** start of EXCERPTED PASSAGE **

The classpathLookup function determines if a node is promising or unpromising by looking up the set of class paths within lookup range, $P_{lookupRng}^{CLS}$ , which is defined in Definition 5. If there exists at least one class path to which an instance path is “aligned,” the last node of the instance path is determined to be promising. An instance path $p^{ins} \in P^{INS}$ is said to be “aligned” to a class path $p^{cls} \in P^{CLS}$ if all the instance triples $(v_{1}, α_{1}, v_{2}), \dots, (v_{i}, α_{i}, v_{i + 1})$ composing the instance path $p^{ins} \in P^{INS}$ have their corresponding class triples $(u_{1}, α_{1}, u_{2}), \dots, (u_{i}, α_{i}, u_{i + 1})$ at the same positions in $p^{cls} \in P^{CLS}$ , where $u_{i} = c l a s s (v_{i})$ . An example of an instance path $p^{ins} \in P^{INS}$ which is “aligned” to a class path $p^{cls} \in P^{CLS}$ is shown in Figure 4, where all the types of instance nodes ( $v_{i}$ ) and edges ( $α_{i}$ ) in an instance path $p^{ins} \in P^{INS}$ correspond to the class nodes ( $u_{i}$ ) and edges ( $α_{i}$ ) in a class path $p^{cls} \in P^{CLS}$ .

Figure 4

An example of an instance path of length i aligned to a class path.

Definition 5 (classpathLookup function).

Let us consider a path query “Find relationships between a source node $s \in V^{INS}$ and a destination node $d \in V^{INS}$ .” For the path query, the set of class paths within lookup range, $P_{lookupRng}^{CLS} \subset P^{CLS}$ , can be defined as $P_{lookupRng}^{CLS}$ = ${p \in P^{CLS} | f i r s t N o d e (p) = c l a s s (s), l a s t N o d e (p) = c l a s s (d)}$ . The set $P_{lookupRng}^{CLS}$ is used as an input parameter for $c l a s s p a t h L o o k u p$ function, which is defined as

\begin{array}{l} c l a s s p a t h L o o k u p (p^{ins}, P_{lookupRng}^{CLS}) \\ = {\begin{cases} 1, & if \exists p^{cls} \in P_{lookupRng}^{CLS} | p^{ins} is aligned to p^{cls} \\ 0, & otherwise . \end{cases} \end{array}

(1)

** end of EXCERPTED PASSAGE **

SET EXERCISE A — According to the classpathLookup passage, when is the last node of an instance path determined to be promising?
The classpathLookup passage has no connection to the entries.

** start of DATASET EXTRACT **

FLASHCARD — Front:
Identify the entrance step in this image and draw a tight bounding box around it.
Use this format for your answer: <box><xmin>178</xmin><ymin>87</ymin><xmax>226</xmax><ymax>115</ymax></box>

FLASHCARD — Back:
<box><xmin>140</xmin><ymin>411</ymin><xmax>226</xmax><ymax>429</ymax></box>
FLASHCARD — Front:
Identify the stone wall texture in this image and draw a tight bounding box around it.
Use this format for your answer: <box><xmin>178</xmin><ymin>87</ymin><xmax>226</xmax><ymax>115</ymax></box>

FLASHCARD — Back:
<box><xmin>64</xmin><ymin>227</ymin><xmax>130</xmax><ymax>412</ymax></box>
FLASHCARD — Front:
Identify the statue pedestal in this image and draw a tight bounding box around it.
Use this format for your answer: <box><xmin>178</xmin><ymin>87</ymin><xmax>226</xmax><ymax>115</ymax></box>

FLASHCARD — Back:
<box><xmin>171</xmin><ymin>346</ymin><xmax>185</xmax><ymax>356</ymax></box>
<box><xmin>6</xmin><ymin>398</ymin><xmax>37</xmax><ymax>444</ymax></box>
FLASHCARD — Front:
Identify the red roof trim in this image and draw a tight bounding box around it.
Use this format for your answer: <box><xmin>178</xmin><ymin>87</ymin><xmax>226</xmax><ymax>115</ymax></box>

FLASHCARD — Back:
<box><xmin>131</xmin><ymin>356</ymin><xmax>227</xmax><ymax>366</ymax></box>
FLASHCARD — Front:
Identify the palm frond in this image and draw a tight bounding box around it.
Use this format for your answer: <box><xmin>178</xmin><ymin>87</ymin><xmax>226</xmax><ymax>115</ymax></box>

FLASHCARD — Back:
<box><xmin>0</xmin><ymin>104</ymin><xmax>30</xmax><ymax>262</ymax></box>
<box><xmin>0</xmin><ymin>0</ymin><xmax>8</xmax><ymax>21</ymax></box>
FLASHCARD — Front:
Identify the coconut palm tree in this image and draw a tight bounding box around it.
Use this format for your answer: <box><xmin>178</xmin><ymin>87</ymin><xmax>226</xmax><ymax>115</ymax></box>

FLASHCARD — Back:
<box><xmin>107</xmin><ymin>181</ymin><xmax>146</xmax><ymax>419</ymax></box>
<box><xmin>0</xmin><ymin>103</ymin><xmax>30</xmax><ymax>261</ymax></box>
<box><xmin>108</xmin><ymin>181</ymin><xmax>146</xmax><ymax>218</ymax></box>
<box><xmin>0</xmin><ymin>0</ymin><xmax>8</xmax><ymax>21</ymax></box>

** end of DATASET EXTRACT **

SET EXERCISE B — Please extract every line of the entries that contains the word "around", with matching that is case-sensitive.

RESULT A — When there is at least one class path to which the instance path is aligned.

RESULT B —
Identify the entrance step in this image and draw a tight bounding box around it.
Identify the stone wall texture in this image and draw a tight bounding box around it.
Identify the statue pedestal in this image and draw a tight bounding box around it.
Identify the red roof trim in this image and draw a tight bounding box around it.
Identify the palm frond in this image and draw a tight bounding box around it.
Identify the coconut palm tree in this image and draw a tight bounding box around it.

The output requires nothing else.